■ WHAT THE TASK REQUIRES ■
Rewrite all the lines below as a Markdown table with the columns Row and Line, numbering each row and omitting blank lines.

■ Coordinate labeling data ■

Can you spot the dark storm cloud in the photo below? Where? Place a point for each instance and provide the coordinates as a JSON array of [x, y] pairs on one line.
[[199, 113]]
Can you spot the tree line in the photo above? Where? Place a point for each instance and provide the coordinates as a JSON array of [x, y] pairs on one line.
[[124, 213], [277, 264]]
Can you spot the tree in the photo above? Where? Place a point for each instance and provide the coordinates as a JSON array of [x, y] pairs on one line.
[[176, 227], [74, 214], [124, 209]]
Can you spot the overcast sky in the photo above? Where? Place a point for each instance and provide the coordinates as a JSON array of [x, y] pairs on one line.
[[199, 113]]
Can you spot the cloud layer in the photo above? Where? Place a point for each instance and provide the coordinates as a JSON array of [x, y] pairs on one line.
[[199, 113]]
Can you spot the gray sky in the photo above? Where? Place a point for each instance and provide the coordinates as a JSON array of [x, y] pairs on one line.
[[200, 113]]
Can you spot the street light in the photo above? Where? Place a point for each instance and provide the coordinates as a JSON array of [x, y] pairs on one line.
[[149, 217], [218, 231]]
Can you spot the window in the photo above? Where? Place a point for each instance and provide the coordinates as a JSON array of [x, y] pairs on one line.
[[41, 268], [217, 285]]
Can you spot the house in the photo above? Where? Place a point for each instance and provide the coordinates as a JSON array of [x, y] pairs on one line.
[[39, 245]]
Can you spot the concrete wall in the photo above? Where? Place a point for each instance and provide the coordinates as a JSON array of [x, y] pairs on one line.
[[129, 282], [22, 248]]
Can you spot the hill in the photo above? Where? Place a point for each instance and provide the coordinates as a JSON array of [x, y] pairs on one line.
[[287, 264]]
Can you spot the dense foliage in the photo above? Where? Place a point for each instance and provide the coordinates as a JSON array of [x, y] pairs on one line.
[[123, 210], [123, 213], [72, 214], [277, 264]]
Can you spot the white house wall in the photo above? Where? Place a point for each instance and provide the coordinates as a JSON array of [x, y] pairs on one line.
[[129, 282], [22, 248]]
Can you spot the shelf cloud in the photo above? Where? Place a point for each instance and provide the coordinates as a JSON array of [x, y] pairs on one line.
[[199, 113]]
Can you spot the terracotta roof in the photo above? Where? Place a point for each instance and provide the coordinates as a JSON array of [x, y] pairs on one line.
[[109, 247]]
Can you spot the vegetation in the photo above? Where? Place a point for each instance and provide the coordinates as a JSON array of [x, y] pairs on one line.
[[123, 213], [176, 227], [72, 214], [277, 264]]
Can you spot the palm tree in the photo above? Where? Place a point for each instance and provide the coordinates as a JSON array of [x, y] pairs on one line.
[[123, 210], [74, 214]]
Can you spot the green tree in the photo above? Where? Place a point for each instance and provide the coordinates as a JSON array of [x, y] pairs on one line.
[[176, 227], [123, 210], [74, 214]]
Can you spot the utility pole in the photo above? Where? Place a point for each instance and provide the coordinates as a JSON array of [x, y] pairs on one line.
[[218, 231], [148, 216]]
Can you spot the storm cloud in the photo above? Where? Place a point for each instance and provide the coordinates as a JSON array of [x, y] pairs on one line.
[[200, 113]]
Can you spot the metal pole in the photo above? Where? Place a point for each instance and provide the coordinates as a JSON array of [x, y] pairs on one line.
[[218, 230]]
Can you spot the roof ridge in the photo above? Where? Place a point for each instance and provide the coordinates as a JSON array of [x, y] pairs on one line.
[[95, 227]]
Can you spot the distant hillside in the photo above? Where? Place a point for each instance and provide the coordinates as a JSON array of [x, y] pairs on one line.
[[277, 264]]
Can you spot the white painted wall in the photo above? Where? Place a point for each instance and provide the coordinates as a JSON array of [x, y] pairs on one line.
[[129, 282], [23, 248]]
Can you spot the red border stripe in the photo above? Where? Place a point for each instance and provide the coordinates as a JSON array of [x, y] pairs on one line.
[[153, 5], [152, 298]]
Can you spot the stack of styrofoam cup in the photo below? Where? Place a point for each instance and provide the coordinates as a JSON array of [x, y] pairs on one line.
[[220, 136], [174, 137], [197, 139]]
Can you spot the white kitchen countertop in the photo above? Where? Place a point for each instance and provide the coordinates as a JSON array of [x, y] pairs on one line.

■ THE RESPONSE ■
| Row | Line |
|---|---|
| 1 | Can you spot the dark storm cloud in the photo below? Where? Place a point for each instance and provide the coordinates as a JSON array of [x, y] pairs on one line. |
| 2 | [[199, 113]] |
| 3 | Can you spot the tree line in the photo above? Where? Place a point for each instance and provide the coordinates as a JSON array of [x, y] pairs on one line. |
| 4 | [[124, 213], [277, 264]] |
| 5 | Can you spot the tree in the photo above? Where? Place a point for each instance and provide the coordinates as a JSON array of [x, y] pairs on one line. |
| 6 | [[176, 227], [74, 214], [124, 209]] |
| 7 | Can you spot the overcast sky in the photo above? Where? Place a point for each instance and provide the coordinates as a JSON array of [x, y] pairs on one line. |
| 8 | [[199, 113]] |
| 9 | Can you spot the cloud layer in the photo above? Where? Place a point for each instance and provide the coordinates as a JSON array of [x, y] pairs on one line. |
| 10 | [[199, 113]] |
| 11 | Can you spot the gray sky in the photo above? Where? Place a point for each instance and provide the coordinates as a JSON array of [x, y] pairs on one line. |
| 12 | [[200, 113]] |
| 13 | Can you spot the street light in the photo above? Where? Place a point for each instance and provide the coordinates as a JSON array of [x, y] pairs on one line. |
| 14 | [[149, 217], [218, 231]] |
| 15 | Can you spot the window in the photo above? Where? Place a point for each instance and provide the coordinates as a JSON array of [x, y] pairs on one line. |
| 16 | [[41, 268], [217, 285]] |
| 17 | Can you spot the house in the photo above? Where? Place a point for each instance and provide the coordinates as a JSON array of [x, y] pairs on one line. |
| 18 | [[39, 245]] |
| 19 | Can you spot the concrete wall in the photo above? Where? Place a point for each instance and provide the coordinates as a JSON array of [x, y] pairs on one line. |
| 20 | [[129, 282], [22, 248]] |
| 21 | Can you spot the hill in the photo above? Where? Place a point for each instance and provide the coordinates as a JSON array of [x, y] pairs on one line. |
| 22 | [[287, 264]] |
| 23 | Can you spot the dense foliage in the photo above? Where? Place a point for each instance and provide the coordinates as a JSON array of [x, y] pairs on one line. |
| 24 | [[123, 210], [123, 213], [72, 214], [277, 264]] |
| 25 | Can you spot the white house wall in the photo above? Where? Place a point for each instance and provide the coordinates as a JSON array of [x, y] pairs on one line. |
| 26 | [[129, 282], [22, 248]] |
| 27 | Can you spot the shelf cloud in the photo above? Where? Place a point for each instance and provide the coordinates as a JSON array of [x, y] pairs on one line. |
| 28 | [[199, 113]] |
| 29 | Can you spot the terracotta roof in the photo above? Where? Place a point for each instance and provide the coordinates as a JSON array of [x, y] pairs on one line. |
| 30 | [[109, 247]] |
| 31 | Can you spot the vegetation in the photo above? Where? Place a point for each instance and provide the coordinates as a JSON array of [x, y] pairs on one line. |
| 32 | [[123, 213], [176, 227], [72, 214], [277, 264]] |
| 33 | Can you spot the palm tree in the photo above? Where? Place a point for each instance and provide the coordinates as a JSON array of [x, y] pairs on one line. |
| 34 | [[123, 210], [74, 214]] |
| 35 | Can you spot the green tree in the photo above? Where? Place a point for each instance and provide the coordinates as a JSON array of [x, y] pairs on one line. |
| 36 | [[176, 227], [123, 210], [74, 214]] |
| 37 | Can you spot the utility pole in the photo above? Where? Place a point for each instance and provide the coordinates as a JSON array of [x, y] pairs on one line. |
| 38 | [[218, 231], [148, 216]] |
| 39 | Can you spot the storm cloud in the photo above? Where? Place a point for each instance and provide the coordinates as a JSON array of [x, y] pairs on one line. |
| 40 | [[200, 113]] |
| 41 | Can you spot the metal pole in the photo above? Where? Place a point for each instance and provide the coordinates as a JSON array of [x, y] pairs on one line. |
| 42 | [[218, 230]] |
| 43 | Can you spot the roof ridge in the photo above? Where? Place a point for each instance and provide the coordinates as a JSON array of [x, y] pairs on one line. |
| 44 | [[95, 227]] |
| 45 | Can you spot the distant hillside in the photo above? Where? Place a point for each instance and provide the coordinates as a JSON array of [x, y] pairs on one line. |
| 46 | [[277, 264]] |
| 47 | Can you spot the white painted wall in the photo above? Where? Place a point for each instance and provide the coordinates as a JSON array of [x, y] pairs on one line. |
| 48 | [[129, 282], [23, 248]] |
| 49 | Can you spot the red border stripe in the photo above? Where? Place a point for each instance and provide the coordinates as a JSON array of [x, y] pairs on one line. |
| 50 | [[153, 5], [152, 298]] |
| 51 | Can you spot the stack of styrofoam cup in the photo below? Where? Place a point for each instance and provide the coordinates as a JSON array of [x, y] pairs on one line. |
| 52 | [[220, 136], [174, 137], [197, 139]] |
| 53 | Can you spot the white kitchen countertop in the photo above? Where? Place a point for each instance and provide the coordinates as a JSON array of [x, y] pairs on one line. |